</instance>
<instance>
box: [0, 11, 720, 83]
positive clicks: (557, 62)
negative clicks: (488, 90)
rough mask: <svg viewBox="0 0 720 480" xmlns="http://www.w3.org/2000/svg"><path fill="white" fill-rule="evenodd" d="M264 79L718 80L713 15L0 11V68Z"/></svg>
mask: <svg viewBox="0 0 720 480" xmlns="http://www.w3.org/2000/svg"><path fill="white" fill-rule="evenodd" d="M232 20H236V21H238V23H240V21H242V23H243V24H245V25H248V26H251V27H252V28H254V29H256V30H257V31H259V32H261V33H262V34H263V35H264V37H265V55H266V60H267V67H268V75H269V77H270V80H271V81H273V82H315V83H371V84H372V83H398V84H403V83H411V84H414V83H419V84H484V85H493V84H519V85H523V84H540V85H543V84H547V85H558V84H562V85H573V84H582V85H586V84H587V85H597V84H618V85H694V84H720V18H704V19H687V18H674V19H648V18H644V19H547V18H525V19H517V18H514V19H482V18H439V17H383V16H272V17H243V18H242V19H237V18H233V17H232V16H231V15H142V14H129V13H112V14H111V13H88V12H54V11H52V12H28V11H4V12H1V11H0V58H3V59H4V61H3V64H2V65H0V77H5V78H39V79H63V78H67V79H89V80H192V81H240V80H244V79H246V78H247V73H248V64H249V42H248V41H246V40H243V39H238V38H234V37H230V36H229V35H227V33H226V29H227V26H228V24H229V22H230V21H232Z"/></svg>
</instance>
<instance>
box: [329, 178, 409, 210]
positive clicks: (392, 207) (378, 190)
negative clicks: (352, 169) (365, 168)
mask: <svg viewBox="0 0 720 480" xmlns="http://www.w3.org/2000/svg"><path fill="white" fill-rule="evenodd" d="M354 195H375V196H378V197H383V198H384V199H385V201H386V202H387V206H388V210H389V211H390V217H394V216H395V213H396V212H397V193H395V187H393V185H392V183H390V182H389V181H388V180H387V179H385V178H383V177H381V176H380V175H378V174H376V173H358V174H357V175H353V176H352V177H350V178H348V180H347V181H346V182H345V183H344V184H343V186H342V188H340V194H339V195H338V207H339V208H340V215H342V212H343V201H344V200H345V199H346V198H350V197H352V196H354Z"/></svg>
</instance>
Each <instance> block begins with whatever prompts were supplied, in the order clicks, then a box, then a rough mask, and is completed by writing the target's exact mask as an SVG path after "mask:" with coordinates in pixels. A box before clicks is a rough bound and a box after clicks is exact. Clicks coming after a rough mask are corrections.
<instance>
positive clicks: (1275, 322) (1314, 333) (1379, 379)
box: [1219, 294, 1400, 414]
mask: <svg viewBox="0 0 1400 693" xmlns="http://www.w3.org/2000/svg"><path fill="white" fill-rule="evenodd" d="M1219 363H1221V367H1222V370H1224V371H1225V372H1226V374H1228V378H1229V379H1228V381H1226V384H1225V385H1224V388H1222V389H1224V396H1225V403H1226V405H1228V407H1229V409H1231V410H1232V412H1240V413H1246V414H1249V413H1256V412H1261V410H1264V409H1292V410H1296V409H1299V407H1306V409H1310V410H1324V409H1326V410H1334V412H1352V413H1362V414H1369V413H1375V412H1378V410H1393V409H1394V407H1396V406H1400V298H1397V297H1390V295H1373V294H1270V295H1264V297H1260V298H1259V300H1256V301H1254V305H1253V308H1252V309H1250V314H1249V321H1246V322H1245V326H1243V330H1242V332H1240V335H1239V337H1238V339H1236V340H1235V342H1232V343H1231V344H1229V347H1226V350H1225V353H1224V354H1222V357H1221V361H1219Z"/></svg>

—————

== WORK TO COMPLETE ==
Copy the entire listing, keeping each line exactly as it is.

== WRITTEN ANSWER ==
</instance>
<instance>
box: [0, 11, 720, 83]
positive clicks: (557, 62)
negative clicks: (488, 90)
rough mask: <svg viewBox="0 0 720 480" xmlns="http://www.w3.org/2000/svg"><path fill="white" fill-rule="evenodd" d="M264 79L718 80L713 15L0 11V68Z"/></svg>
mask: <svg viewBox="0 0 720 480" xmlns="http://www.w3.org/2000/svg"><path fill="white" fill-rule="evenodd" d="M232 20H236V21H238V23H240V21H242V23H243V24H245V25H248V26H251V27H252V28H254V29H256V30H257V31H259V32H261V33H262V34H263V35H264V37H265V55H266V60H267V67H268V75H269V77H270V80H271V81H273V82H315V83H371V84H372V83H398V84H403V83H411V84H414V83H419V84H484V85H493V84H519V85H523V84H540V85H543V84H547V85H558V84H562V85H573V84H582V85H586V84H587V85H597V84H618V85H694V84H720V18H704V19H687V18H674V19H648V18H644V19H547V18H525V19H517V18H514V19H482V18H439V17H383V16H272V17H243V18H242V19H237V18H233V17H232V16H231V15H142V14H129V13H112V14H111V13H88V12H54V11H52V12H28V11H4V12H1V11H0V58H3V59H4V61H3V64H2V65H0V77H5V78H39V79H63V78H67V79H89V80H192V81H240V80H244V79H246V78H247V73H248V64H249V42H248V41H246V40H243V39H238V38H234V37H230V36H229V35H227V33H226V29H227V26H228V24H229V22H230V21H232Z"/></svg>
</instance>
<instance>
box: [329, 178, 409, 210]
positive clicks: (392, 207) (378, 190)
negative clicks: (352, 169) (365, 168)
mask: <svg viewBox="0 0 720 480" xmlns="http://www.w3.org/2000/svg"><path fill="white" fill-rule="evenodd" d="M354 195H375V196H378V197H383V198H384V199H385V201H386V202H387V206H388V210H389V211H390V217H394V216H395V213H396V212H397V193H395V187H393V185H392V183H390V182H389V181H388V180H387V179H385V178H383V177H381V176H380V175H378V174H376V173H358V174H357V175H353V176H352V177H350V178H348V180H347V181H346V182H345V183H344V184H343V186H342V188H340V194H339V195H338V207H339V208H340V215H342V212H343V201H344V200H345V199H346V198H350V197H352V196H354Z"/></svg>
</instance>
Each <instance> block begins with whatever prompts were supplied, in the order clicks, then a box, then a rough mask, and is completed by writing the target's exact mask as an SVG path after "mask:" with coordinates in pixels. A box before clicks is a rough bound and a box after clicks is exact. Clicks coming after a rough mask are corrections.
<instance>
positive clicks: (1275, 322) (1314, 333) (1379, 379)
box: [1219, 294, 1400, 414]
mask: <svg viewBox="0 0 1400 693" xmlns="http://www.w3.org/2000/svg"><path fill="white" fill-rule="evenodd" d="M1219 363H1221V367H1222V370H1224V371H1225V372H1226V374H1228V378H1229V379H1228V381H1226V384H1225V385H1224V388H1222V389H1224V396H1225V403H1226V405H1228V407H1229V409H1231V410H1232V412H1240V413H1246V414H1249V413H1256V412H1261V410H1264V409H1292V410H1296V409H1299V407H1306V409H1310V410H1324V409H1326V410H1334V412H1352V413H1362V414H1369V413H1375V412H1378V410H1393V409H1394V407H1396V406H1400V298H1397V297H1390V295H1373V294H1270V295H1264V297H1260V298H1259V300H1256V301H1254V305H1253V308H1252V309H1250V314H1249V321H1246V322H1245V326H1243V330H1242V332H1240V335H1239V337H1238V339H1236V340H1235V342H1232V343H1231V344H1229V347H1226V350H1225V353H1224V354H1222V357H1221V361H1219Z"/></svg>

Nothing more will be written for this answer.